Content starts

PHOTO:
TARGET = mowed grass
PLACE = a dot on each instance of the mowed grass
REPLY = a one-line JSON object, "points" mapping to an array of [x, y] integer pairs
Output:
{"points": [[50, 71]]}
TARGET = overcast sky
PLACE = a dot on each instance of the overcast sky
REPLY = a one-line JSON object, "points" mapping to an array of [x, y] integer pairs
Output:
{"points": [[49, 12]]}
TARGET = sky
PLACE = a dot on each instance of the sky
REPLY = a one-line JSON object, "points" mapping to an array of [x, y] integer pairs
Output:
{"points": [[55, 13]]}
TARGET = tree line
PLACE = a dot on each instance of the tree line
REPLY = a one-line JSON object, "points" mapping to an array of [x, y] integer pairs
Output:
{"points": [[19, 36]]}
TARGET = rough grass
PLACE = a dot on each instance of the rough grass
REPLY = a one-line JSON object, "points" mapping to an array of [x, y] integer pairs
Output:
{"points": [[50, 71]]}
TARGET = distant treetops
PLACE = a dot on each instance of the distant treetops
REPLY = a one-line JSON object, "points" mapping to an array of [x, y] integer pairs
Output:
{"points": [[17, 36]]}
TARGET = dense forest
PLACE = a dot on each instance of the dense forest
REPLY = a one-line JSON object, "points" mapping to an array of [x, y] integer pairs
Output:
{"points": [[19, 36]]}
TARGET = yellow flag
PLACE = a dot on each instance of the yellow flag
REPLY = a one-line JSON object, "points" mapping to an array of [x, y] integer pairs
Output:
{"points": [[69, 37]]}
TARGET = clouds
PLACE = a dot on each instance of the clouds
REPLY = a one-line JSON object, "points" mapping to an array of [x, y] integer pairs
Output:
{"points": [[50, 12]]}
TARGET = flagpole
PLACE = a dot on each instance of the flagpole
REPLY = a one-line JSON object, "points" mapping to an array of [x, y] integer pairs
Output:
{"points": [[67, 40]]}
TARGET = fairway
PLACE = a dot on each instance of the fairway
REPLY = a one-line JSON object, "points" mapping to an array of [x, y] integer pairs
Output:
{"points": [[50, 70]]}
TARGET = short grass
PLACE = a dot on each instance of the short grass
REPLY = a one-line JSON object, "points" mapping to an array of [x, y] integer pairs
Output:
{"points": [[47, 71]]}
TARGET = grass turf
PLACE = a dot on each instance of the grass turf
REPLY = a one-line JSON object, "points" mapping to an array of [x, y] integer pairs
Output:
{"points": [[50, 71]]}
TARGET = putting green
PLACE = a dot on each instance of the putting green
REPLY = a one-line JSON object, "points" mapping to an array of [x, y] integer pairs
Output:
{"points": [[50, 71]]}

Content ends

## Work to be completed:
Return every line of the listing, word for word.

## Output for this task:
PHOTO:
TARGET = mowed grass
PLACE = a dot on each instance of the mowed grass
REPLY = a one-line JSON object, "points" mapping to an array of [x, y] integer pairs
Output:
{"points": [[50, 71]]}
TARGET = overcast sky
PLACE = a dot on each instance of the overcast sky
REPLY = a one-line JSON object, "points" mapping to an array of [x, y] integer pairs
Output:
{"points": [[49, 12]]}
TARGET = sky
PLACE = a dot on each instance of the sky
REPLY = a one-line JSON object, "points" mapping to an array of [x, y] integer pairs
Output:
{"points": [[55, 13]]}
TARGET = tree line
PLACE = a dot on each instance of the tree line
REPLY = a one-line JSON object, "points" mapping to an array of [x, y] integer pairs
Output:
{"points": [[19, 36]]}
TARGET = rough grass
PLACE = a dot on each instance of the rough grass
REPLY = a one-line JSON object, "points" mapping to an array of [x, y] integer pairs
Output:
{"points": [[50, 71]]}
TARGET = distant treetops
PLACE = a dot on each instance of the distant treetops
REPLY = a one-line JSON object, "points" mapping to an array of [x, y] integer pairs
Output:
{"points": [[17, 36]]}
TARGET = dense forest
PLACE = a dot on each instance of the dense forest
REPLY = a one-line JSON object, "points" mapping to an array of [x, y] integer pairs
Output:
{"points": [[19, 36]]}
TARGET = yellow flag
PLACE = a dot on each instance of the yellow flag
REPLY = a one-line JSON object, "points" mapping to an array of [x, y] integer pairs
Output:
{"points": [[69, 37]]}
TARGET = clouds
PLACE = a dot on each instance of the clouds
REPLY = a one-line JSON object, "points" mapping to an array of [x, y] integer pairs
Output:
{"points": [[50, 12]]}
TARGET = flagpole
PLACE = a dot on each instance of the flagpole
REPLY = a one-line JSON object, "points" mapping to an array of [x, y] integer pairs
Output:
{"points": [[67, 40]]}
TARGET = fairway
PLACE = a dot on each instance of the fairway
REPLY = a one-line JSON object, "points" mapping to an array of [x, y] integer pairs
Output:
{"points": [[50, 70]]}
TARGET = short grass
PLACE = a dot on each instance of the short grass
REPLY = a one-line JSON object, "points" mapping to an array of [x, y] integer pairs
Output:
{"points": [[47, 71]]}
TARGET = grass turf
PLACE = a dot on each instance of the grass turf
REPLY = a one-line JSON object, "points" mapping to an array of [x, y] integer pairs
Output:
{"points": [[50, 71]]}
TARGET = putting green
PLACE = a dot on each instance of the putting green
REPLY = a one-line JSON object, "points" mapping to an array of [x, y] integer pairs
Output:
{"points": [[50, 71]]}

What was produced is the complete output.